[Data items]
###

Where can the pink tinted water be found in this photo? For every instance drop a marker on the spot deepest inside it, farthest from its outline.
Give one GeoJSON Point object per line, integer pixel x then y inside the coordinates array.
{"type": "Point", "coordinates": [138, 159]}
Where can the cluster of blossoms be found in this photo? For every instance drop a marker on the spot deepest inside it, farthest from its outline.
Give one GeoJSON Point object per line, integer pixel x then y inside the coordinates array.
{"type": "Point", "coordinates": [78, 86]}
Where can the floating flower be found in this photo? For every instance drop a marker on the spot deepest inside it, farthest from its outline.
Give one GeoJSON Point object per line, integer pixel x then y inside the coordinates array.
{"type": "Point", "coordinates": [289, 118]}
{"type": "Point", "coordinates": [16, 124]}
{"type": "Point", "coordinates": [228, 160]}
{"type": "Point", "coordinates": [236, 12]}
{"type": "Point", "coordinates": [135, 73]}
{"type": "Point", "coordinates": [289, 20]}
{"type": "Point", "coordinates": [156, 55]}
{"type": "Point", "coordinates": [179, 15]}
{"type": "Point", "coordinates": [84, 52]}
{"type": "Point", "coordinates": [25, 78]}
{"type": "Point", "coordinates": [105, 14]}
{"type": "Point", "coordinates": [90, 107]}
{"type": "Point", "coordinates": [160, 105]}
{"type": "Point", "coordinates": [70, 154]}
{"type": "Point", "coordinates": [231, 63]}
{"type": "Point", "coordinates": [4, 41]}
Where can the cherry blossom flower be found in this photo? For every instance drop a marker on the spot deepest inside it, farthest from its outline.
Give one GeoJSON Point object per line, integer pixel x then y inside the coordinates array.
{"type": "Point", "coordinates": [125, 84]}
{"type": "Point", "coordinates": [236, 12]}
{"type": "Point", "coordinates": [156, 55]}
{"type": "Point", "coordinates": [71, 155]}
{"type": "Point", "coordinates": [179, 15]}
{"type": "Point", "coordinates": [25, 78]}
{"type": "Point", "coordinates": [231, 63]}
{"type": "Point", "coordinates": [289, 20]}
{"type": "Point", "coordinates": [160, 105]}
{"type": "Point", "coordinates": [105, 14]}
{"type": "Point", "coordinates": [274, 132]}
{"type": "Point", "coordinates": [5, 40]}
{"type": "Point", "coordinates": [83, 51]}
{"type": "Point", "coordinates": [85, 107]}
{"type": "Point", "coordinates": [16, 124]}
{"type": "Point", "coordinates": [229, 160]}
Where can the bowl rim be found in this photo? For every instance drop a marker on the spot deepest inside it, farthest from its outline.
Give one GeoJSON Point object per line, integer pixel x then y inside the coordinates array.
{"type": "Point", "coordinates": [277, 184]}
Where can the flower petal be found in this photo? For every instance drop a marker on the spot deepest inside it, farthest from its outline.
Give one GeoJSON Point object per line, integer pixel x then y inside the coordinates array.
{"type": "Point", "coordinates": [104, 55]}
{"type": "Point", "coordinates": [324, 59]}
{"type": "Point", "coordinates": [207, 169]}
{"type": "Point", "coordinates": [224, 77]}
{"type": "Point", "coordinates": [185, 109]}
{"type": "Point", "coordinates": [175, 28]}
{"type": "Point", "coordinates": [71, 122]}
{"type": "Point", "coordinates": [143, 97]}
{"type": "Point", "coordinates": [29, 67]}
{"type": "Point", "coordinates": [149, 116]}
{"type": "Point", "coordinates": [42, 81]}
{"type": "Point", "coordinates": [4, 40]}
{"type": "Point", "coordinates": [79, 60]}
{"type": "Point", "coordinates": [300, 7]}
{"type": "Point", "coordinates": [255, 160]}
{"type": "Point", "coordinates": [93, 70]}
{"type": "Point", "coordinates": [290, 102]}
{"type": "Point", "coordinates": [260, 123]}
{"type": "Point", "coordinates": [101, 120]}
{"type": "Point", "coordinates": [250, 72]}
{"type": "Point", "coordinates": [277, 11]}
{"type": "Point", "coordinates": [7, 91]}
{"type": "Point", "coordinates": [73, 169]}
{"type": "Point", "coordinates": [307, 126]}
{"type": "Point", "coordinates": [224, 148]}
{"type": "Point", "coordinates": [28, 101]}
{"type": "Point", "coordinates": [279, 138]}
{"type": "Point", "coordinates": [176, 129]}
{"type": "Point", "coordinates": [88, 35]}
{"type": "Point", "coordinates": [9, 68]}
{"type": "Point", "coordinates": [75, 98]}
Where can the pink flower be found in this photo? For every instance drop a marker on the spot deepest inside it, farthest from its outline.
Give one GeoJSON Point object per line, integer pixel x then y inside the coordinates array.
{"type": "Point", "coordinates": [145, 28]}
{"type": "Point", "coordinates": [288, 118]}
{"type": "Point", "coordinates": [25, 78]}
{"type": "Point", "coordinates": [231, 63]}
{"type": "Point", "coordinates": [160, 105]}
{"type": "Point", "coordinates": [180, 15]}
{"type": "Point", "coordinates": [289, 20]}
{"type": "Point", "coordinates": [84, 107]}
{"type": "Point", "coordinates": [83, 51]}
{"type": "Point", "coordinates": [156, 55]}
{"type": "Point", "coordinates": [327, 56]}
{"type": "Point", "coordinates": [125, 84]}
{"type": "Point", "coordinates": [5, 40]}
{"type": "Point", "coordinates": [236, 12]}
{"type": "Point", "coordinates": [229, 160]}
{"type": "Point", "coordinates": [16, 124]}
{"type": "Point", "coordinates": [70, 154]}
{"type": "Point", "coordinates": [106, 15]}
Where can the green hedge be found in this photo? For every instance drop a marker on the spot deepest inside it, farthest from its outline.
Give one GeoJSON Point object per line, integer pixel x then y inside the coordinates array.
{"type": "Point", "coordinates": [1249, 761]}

###

▸ WORK INSTRUCTION
The full set of entries, copied exactly, is the expected answer.

▸ OUTPUT OF THE TASK
Where can the pink tinted water be found in this photo? For every instance drop a marker on the spot deepest inside it, farthest from its outline.
Give one GeoJSON Point object per line, integer pixel x then y inside the coordinates array.
{"type": "Point", "coordinates": [138, 159]}
Where can the cluster of blossoms be found in this photo? For every instance drop a marker on the spot deepest inside it, farthest from its outline.
Give one GeoJSON Point object per line, integer pixel x then y inside the coordinates array.
{"type": "Point", "coordinates": [78, 86]}
Where can the floating flower be found in this photo? For every instance drop a marker on the spot deepest inside it, farthest from its outline.
Give one GeoJSON Point object per line, integer pixel x then y inside the coordinates array.
{"type": "Point", "coordinates": [289, 118]}
{"type": "Point", "coordinates": [16, 124]}
{"type": "Point", "coordinates": [228, 160]}
{"type": "Point", "coordinates": [236, 12]}
{"type": "Point", "coordinates": [135, 73]}
{"type": "Point", "coordinates": [289, 20]}
{"type": "Point", "coordinates": [156, 55]}
{"type": "Point", "coordinates": [179, 15]}
{"type": "Point", "coordinates": [84, 52]}
{"type": "Point", "coordinates": [25, 78]}
{"type": "Point", "coordinates": [105, 14]}
{"type": "Point", "coordinates": [90, 107]}
{"type": "Point", "coordinates": [160, 105]}
{"type": "Point", "coordinates": [70, 154]}
{"type": "Point", "coordinates": [231, 63]}
{"type": "Point", "coordinates": [4, 41]}
Where can the cherry blossom flower be found in this photo? For every instance drop a marker on the spot deepest inside it, farthest from its outline.
Give one GeoJSON Point object per line, integer pixel x then y inside the coordinates array.
{"type": "Point", "coordinates": [125, 84]}
{"type": "Point", "coordinates": [236, 12]}
{"type": "Point", "coordinates": [156, 55]}
{"type": "Point", "coordinates": [71, 155]}
{"type": "Point", "coordinates": [179, 15]}
{"type": "Point", "coordinates": [25, 78]}
{"type": "Point", "coordinates": [231, 63]}
{"type": "Point", "coordinates": [289, 20]}
{"type": "Point", "coordinates": [160, 105]}
{"type": "Point", "coordinates": [105, 14]}
{"type": "Point", "coordinates": [274, 132]}
{"type": "Point", "coordinates": [5, 40]}
{"type": "Point", "coordinates": [83, 51]}
{"type": "Point", "coordinates": [85, 107]}
{"type": "Point", "coordinates": [16, 124]}
{"type": "Point", "coordinates": [229, 160]}
Where can the bowl rim be found in this photo? For every instance drop a marker on the spot deepest inside it, farthest from its outline.
Give one GeoJSON Point object per line, integer pixel x then y inside the coordinates array.
{"type": "Point", "coordinates": [277, 184]}
Where can the flower petal be found in this photo? For every instance drop a marker on the spot deepest inside it, farthest from its outline.
Give one GeoJSON Point object per line, integer pixel x then y inside the coordinates array.
{"type": "Point", "coordinates": [104, 55]}
{"type": "Point", "coordinates": [324, 59]}
{"type": "Point", "coordinates": [207, 169]}
{"type": "Point", "coordinates": [224, 77]}
{"type": "Point", "coordinates": [185, 109]}
{"type": "Point", "coordinates": [175, 28]}
{"type": "Point", "coordinates": [71, 122]}
{"type": "Point", "coordinates": [143, 97]}
{"type": "Point", "coordinates": [29, 67]}
{"type": "Point", "coordinates": [149, 116]}
{"type": "Point", "coordinates": [42, 81]}
{"type": "Point", "coordinates": [4, 40]}
{"type": "Point", "coordinates": [79, 60]}
{"type": "Point", "coordinates": [300, 7]}
{"type": "Point", "coordinates": [255, 160]}
{"type": "Point", "coordinates": [93, 70]}
{"type": "Point", "coordinates": [290, 102]}
{"type": "Point", "coordinates": [260, 123]}
{"type": "Point", "coordinates": [101, 120]}
{"type": "Point", "coordinates": [250, 72]}
{"type": "Point", "coordinates": [277, 11]}
{"type": "Point", "coordinates": [7, 91]}
{"type": "Point", "coordinates": [73, 169]}
{"type": "Point", "coordinates": [307, 126]}
{"type": "Point", "coordinates": [224, 148]}
{"type": "Point", "coordinates": [28, 101]}
{"type": "Point", "coordinates": [279, 138]}
{"type": "Point", "coordinates": [176, 129]}
{"type": "Point", "coordinates": [88, 35]}
{"type": "Point", "coordinates": [9, 68]}
{"type": "Point", "coordinates": [75, 98]}
Where can the pink flower be found in this photo? For every instance drop a marker on the spot deepest inside it, farthest from its outline.
Give one GeoJSON Point object per line, integer pixel x then y inside the coordinates array.
{"type": "Point", "coordinates": [145, 28]}
{"type": "Point", "coordinates": [288, 118]}
{"type": "Point", "coordinates": [25, 78]}
{"type": "Point", "coordinates": [231, 63]}
{"type": "Point", "coordinates": [160, 105]}
{"type": "Point", "coordinates": [180, 15]}
{"type": "Point", "coordinates": [289, 20]}
{"type": "Point", "coordinates": [84, 107]}
{"type": "Point", "coordinates": [83, 51]}
{"type": "Point", "coordinates": [156, 55]}
{"type": "Point", "coordinates": [327, 56]}
{"type": "Point", "coordinates": [125, 84]}
{"type": "Point", "coordinates": [5, 40]}
{"type": "Point", "coordinates": [236, 12]}
{"type": "Point", "coordinates": [229, 160]}
{"type": "Point", "coordinates": [16, 124]}
{"type": "Point", "coordinates": [70, 154]}
{"type": "Point", "coordinates": [106, 15]}
Where can the green hedge be found in this photo? For every instance drop a marker on the spot deepest inside it, farthest from its outline.
Give one GeoJSON Point object per line, integer pixel x then y inside the coordinates array.
{"type": "Point", "coordinates": [1249, 761]}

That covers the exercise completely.